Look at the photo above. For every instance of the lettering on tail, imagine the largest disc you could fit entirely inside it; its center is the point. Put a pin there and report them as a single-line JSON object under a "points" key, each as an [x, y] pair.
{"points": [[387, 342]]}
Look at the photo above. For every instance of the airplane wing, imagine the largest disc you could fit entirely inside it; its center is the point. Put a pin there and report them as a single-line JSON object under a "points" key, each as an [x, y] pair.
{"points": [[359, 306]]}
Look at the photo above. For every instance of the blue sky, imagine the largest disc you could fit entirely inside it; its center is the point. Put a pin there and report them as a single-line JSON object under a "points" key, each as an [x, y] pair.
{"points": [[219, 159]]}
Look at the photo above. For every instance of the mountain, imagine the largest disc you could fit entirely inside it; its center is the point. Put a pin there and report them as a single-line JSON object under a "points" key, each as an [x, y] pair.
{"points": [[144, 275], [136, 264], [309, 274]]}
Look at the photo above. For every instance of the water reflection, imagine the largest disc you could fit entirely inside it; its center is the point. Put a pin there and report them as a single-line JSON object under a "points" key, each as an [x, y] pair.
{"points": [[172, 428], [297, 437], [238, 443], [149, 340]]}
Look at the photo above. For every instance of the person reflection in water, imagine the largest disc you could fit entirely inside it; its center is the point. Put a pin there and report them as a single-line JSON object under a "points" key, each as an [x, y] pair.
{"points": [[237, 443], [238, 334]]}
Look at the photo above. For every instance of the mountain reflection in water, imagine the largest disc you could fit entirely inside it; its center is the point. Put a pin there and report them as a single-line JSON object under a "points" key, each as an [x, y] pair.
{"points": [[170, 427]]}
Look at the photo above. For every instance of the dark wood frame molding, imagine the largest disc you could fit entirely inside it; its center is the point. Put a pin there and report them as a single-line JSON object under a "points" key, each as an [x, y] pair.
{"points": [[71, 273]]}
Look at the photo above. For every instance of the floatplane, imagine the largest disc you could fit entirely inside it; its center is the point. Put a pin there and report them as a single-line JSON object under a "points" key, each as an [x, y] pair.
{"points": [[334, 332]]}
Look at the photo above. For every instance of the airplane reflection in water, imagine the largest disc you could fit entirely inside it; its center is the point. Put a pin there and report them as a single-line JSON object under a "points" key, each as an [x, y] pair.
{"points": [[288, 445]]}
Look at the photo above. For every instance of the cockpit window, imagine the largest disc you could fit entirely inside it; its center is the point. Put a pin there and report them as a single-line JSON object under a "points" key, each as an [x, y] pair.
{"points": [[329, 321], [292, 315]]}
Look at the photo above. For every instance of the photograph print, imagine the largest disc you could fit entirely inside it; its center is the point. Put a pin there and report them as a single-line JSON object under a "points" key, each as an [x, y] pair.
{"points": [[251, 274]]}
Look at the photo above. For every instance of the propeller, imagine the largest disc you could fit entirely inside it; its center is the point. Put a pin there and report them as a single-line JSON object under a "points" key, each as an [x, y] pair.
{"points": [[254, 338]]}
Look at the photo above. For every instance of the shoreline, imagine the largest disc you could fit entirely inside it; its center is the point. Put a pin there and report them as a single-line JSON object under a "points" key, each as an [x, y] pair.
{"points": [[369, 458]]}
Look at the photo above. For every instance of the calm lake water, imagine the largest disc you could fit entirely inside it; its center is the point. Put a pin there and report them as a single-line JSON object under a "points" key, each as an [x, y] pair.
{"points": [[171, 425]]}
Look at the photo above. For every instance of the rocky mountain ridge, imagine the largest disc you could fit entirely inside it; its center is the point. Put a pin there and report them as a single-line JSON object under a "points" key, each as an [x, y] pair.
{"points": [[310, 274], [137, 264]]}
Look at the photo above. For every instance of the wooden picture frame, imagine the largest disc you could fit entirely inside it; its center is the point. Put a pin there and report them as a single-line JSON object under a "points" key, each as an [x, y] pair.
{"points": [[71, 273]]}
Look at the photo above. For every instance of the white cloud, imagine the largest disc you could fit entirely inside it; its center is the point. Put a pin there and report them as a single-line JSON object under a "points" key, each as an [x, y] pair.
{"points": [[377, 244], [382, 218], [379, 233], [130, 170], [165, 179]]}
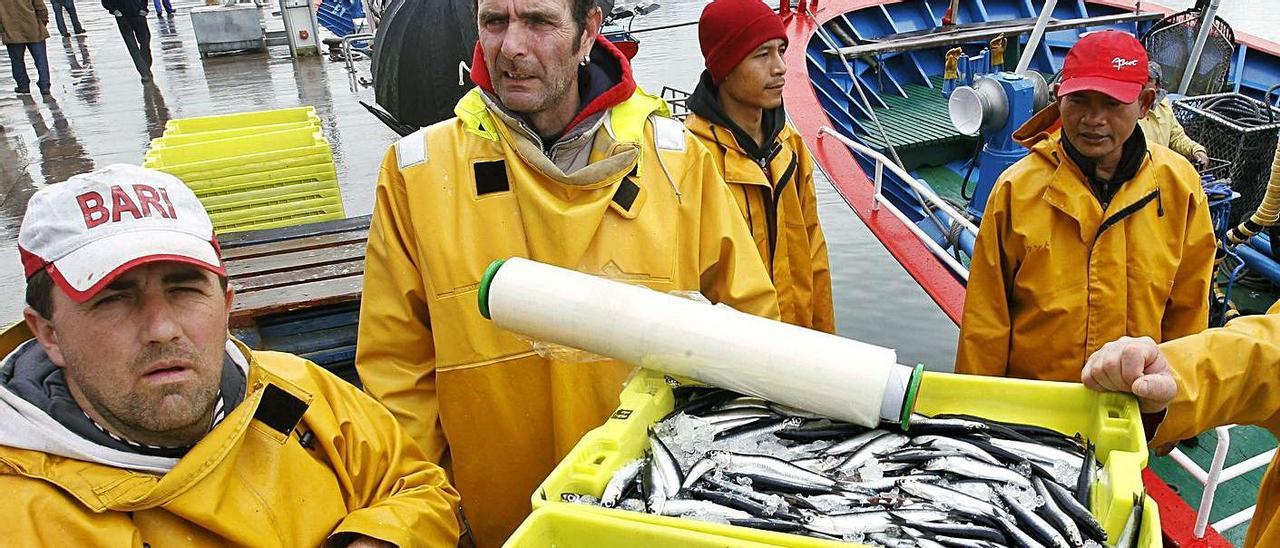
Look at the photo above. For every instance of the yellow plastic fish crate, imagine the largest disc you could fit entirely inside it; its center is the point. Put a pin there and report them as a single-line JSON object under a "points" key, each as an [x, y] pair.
{"points": [[1111, 421], [242, 120], [562, 528], [256, 144], [174, 138]]}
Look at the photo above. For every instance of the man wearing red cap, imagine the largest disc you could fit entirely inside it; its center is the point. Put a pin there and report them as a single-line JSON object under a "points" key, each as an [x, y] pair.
{"points": [[1093, 236], [737, 114], [129, 418], [554, 156]]}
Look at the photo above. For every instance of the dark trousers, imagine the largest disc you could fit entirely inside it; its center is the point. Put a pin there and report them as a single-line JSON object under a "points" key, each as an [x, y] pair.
{"points": [[137, 39], [71, 10], [18, 62]]}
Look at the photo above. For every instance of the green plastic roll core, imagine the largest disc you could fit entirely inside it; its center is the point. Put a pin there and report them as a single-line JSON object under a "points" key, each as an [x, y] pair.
{"points": [[492, 270], [913, 389]]}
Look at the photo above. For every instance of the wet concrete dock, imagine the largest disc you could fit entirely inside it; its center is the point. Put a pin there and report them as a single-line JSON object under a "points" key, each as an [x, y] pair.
{"points": [[100, 113]]}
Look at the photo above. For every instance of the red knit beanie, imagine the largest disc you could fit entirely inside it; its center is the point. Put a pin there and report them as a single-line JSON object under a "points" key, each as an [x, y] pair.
{"points": [[730, 30]]}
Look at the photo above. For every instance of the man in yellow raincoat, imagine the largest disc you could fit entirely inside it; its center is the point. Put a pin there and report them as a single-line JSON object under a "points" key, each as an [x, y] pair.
{"points": [[1188, 386], [558, 158], [737, 114], [132, 419], [1161, 126], [1093, 236]]}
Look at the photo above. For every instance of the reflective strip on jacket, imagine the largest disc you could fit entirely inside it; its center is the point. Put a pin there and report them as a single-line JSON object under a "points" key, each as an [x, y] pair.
{"points": [[1229, 375], [1161, 127], [781, 209], [1054, 277], [649, 209], [246, 483]]}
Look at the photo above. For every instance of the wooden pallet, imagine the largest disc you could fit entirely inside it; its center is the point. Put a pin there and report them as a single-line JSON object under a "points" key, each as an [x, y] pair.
{"points": [[297, 290]]}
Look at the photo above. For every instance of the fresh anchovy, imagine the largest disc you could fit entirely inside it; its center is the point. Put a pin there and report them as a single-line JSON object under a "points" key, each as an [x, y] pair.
{"points": [[618, 483], [684, 506], [855, 443], [1133, 525], [816, 432], [668, 469], [927, 425], [767, 524], [1041, 529], [955, 444], [700, 469], [745, 503], [970, 467], [1016, 537], [726, 425], [775, 473], [950, 498], [920, 455], [792, 411], [878, 446], [745, 402], [1089, 526], [767, 427], [961, 531], [1051, 512], [743, 412], [867, 523], [1042, 453], [1084, 484], [652, 487]]}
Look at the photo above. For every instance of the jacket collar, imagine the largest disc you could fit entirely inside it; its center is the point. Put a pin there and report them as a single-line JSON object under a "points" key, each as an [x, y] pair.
{"points": [[705, 104], [603, 83]]}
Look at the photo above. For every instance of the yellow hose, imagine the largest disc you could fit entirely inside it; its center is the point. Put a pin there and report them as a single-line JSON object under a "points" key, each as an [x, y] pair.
{"points": [[1267, 213]]}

> _What you are asked to do_
Return every line of the listing exactly, leaving its pictures behind.

> _Reply_
Look at the photo above. For every instance of the lettering on tail, imagine the largest disc you could fit entirely inside it; its center is the point. Put a pin there and report them as a single-line JSON object under a "points" key, each as an [x, y] pair.
{"points": [[387, 342]]}
Look at the photo above. For every instance of the airplane wing, imagine the largest disc you could fit entirely inside it; its center is the point. Put a pin there and report them as a single-line JSON object under a "points" key, each as an [x, y] pair.
{"points": [[359, 306]]}
Look at the photo above. For every instance of the blue sky, imagine the largest disc you could fit entirely inside it; its center is the point. Put a pin there and report them as a single-line JSON object under a "points" key, each as an [x, y] pair.
{"points": [[219, 159]]}
Look at the photo above. For every instance of the mountain, imagine the largest disc you could fit entirely inside it; its center is the point. Put a pin there and report them as a single-line JSON object under a "points" key, each as an [x, y] pair.
{"points": [[144, 275], [136, 264], [309, 274]]}
Look at the photo above. For every instance of the water reflection, imagine the largest disc you could fit entirely inside it; its center is the point. Put a pin there and report them as a single-line JSON object under a "points" key, each as an [x, y] pair.
{"points": [[172, 428], [297, 437], [238, 443], [149, 340]]}
Look at the photo above. For every instance of the person reflection in water, imagine the largest disc you could fit entirely inside it; its center is the point. Put a pin there and report them as a single-line JSON object under a "points" key, each as an [x, y] pair.
{"points": [[237, 443], [238, 334]]}
Look at the photo above. For every instance of the mountain reflection in water, imagine the largest disc you could fit entirely inside it; its center is the point. Put a pin there and report them as a single-line JSON object under a "points" key, each as an [x, y] pair.
{"points": [[170, 427]]}
Look at the photo above. For every instance of the dark wood frame molding, imagine the largest disc you could fit entirely inside it; its center is the point. Put a pin there and report them as a single-line JSON object under a "points" key, each as an [x, y] pair.
{"points": [[71, 273]]}
Look at the photo above. For every instance of the floatplane, imagine the largest disc you could fit entirely inside it; its center is the point. Put a pin there and report them as a single-line JSON object under a "points" key, each as an [x, y] pair.
{"points": [[334, 332]]}
Look at the photo above. For every instance of the airplane reflection in water, imagine the largest disc you could fit entirely inside it; its center is the point. Put a pin there and report them as a single-line JSON object under a "points" key, each as an [x, y] pair.
{"points": [[288, 445]]}
Look at the photo above. For every instance of the cockpit window, imagine the largest disc you could fit entirely inside it; its center is the point. Put a pin there and report them as a single-line JSON object under a "points" key, each as an [x, y] pair.
{"points": [[329, 321], [292, 315]]}
Look at the photo above. For every instance of the photograph print, imagine the largest disc you could fit entirely inside it; its center is the point. Put a pin there and report them as a single-line JSON object under a "points" key, each as an [x, y] pair.
{"points": [[251, 274]]}
Look at the photo above. For every instance of the propeller, imagine the largest disc you could fit entirely inside it; its center is the point. Put a pin there and report them as a single-line JSON object under a "points" key, each as an [x, y] pair.
{"points": [[254, 338]]}
Look at the photo above. For every instance of the shoreline, imagine the largest disc you could fit entirely inside it; its center is the point. Put a pin there and report them as a single-line JSON object under a "points" key, each as an [x, y] pair.
{"points": [[369, 458]]}
Look at the photo above. For every instance of the calm lake water, imagine the largest disc you could fit entirely inside it; its center is the point. Put a pin there and report them as a single-line JSON object under a "points" key, each as an [x, y] pair.
{"points": [[171, 425]]}
Look at the photo above. For every instance of the rocky mountain ridge, imagine the largest disc you could fit entirely inside it; its center is the point. Put a pin there and report them as a single-line JSON object under a "points" key, each as an [x, y] pair.
{"points": [[310, 274], [137, 264]]}
Look at the photo above. For every instance of the wooden picture frame, imagine the largest disc you could fit entirely inside it; its center is the point. Put a pin there and report them as a single-line JSON object under a "points" key, each as an [x, y] pair.
{"points": [[71, 273]]}
Look at the photo above. For every instance of the white cloud, imagine the largest disc you could fit entirely inside it; its center is the point. Put a pin there and report them as a single-line JSON object under a "points" key, each as an [x, y] pair.
{"points": [[377, 244], [382, 218], [379, 233], [130, 170], [165, 179]]}
Look at the photo above. For every instance of the yellow plastic fish crate, imagine the largest disc you could fit entirely inside it; its center is the point. Put a pin there and report them as a single-line JSON object under a "points" key, each as an [x, y] pair.
{"points": [[1111, 421], [242, 120], [562, 528], [256, 144], [174, 138]]}
Look at the photo above. For every instance of the man wearing red cap, imagine the largest disc you could fit entirely inside it; its center is the point. Put a pin there and report them as a single-line JSON object under a "points" key, each as an [x, y] pair.
{"points": [[1093, 236], [737, 114], [129, 418], [554, 156]]}
Look at the photo above. For every instance of the dark trousers, imagine the largest disc you could fit entirely inside it; its center is the point. Put a pin there and report them as a single-line JSON object under a "points" key, each as an [x, y] pair.
{"points": [[137, 39], [71, 10], [18, 62]]}
Look at the photo above. For every instance of the green plastic roll core, imagine the largest disc you could fit entirely inside it; its center is the point. Put a pin there and report them as a single-line JSON object under a "points" key, each as an [x, y] pair.
{"points": [[492, 270], [913, 389]]}
Look at the photo above. For every instance of the wet concrete dock, imagine the largest disc you could fit entirely inside it; its center is the point. Put a pin there and report them as a single-line JSON object under a "points" key, each as an [x, y] pair.
{"points": [[100, 113]]}
Look at the photo above. For every instance of the red knit beanie, imagine the largest disc you could fit entirely inside it; its center is the point. Put a pin there and report them as a single-line JSON object under a "points" key, each as an [x, y] pair.
{"points": [[730, 30]]}
Look at the photo above. For every instance of the man in yellow raincoat, imagine the largest disc you could fit entirely inside it; its center is the point. Put a pin there and report them as a single-line JSON object under a "points" key, each as an [x, y] pair.
{"points": [[1188, 386], [558, 158], [737, 114], [132, 419], [1161, 126], [1093, 236]]}
Look at the photo above. For every instance of the reflective strip on jacket, imagine the largest disc you could fit entirely inside it; its center is the point. Put a pin there and report them as a single-line JSON object under a "points" key, each as an [x, y] pair.
{"points": [[1229, 375], [1161, 127], [781, 209], [1054, 277], [649, 209], [246, 483]]}
Look at the photo above. For every instance of the wooden pallet, imagine the largest disc you could fit entirely inside it; its center is the point. Put a pin there and report them as a single-line JSON object under a "points" key, each as an [x, y] pair.
{"points": [[297, 290]]}
Look at the photo above. For every instance of the fresh anchovy, imagine the largest disc you could fit entirely inside it; its center is the point. Put a pin there and report them as a single-line JSON object under a "points" key, each as an [x, y] pair.
{"points": [[618, 483], [684, 506], [855, 443], [1133, 525], [816, 432], [668, 469], [927, 425], [767, 524], [1041, 529], [955, 444], [700, 469], [745, 503], [970, 467], [1016, 537], [726, 425], [775, 473], [950, 498], [920, 455], [792, 411], [878, 446], [745, 402], [1089, 526], [767, 427], [961, 531], [1051, 512], [743, 412], [867, 523], [1042, 453], [1084, 484], [652, 487]]}
Look at the photo above. For every instance of the jacket collar, imagine the largest disc you could fit entirely inside it; its center is the point. Put a pin there and report them as a single-line JSON object under a "points" key, each as an [x, y] pair.
{"points": [[705, 104], [603, 83]]}
Look at the photo above. For every instance of the yellow hose, imagine the largest disc you could fit entirely inside it; its center is the point. Put a pin there and report them as a single-line JSON object under a "points" key, each as an [x, y] pair.
{"points": [[1267, 213]]}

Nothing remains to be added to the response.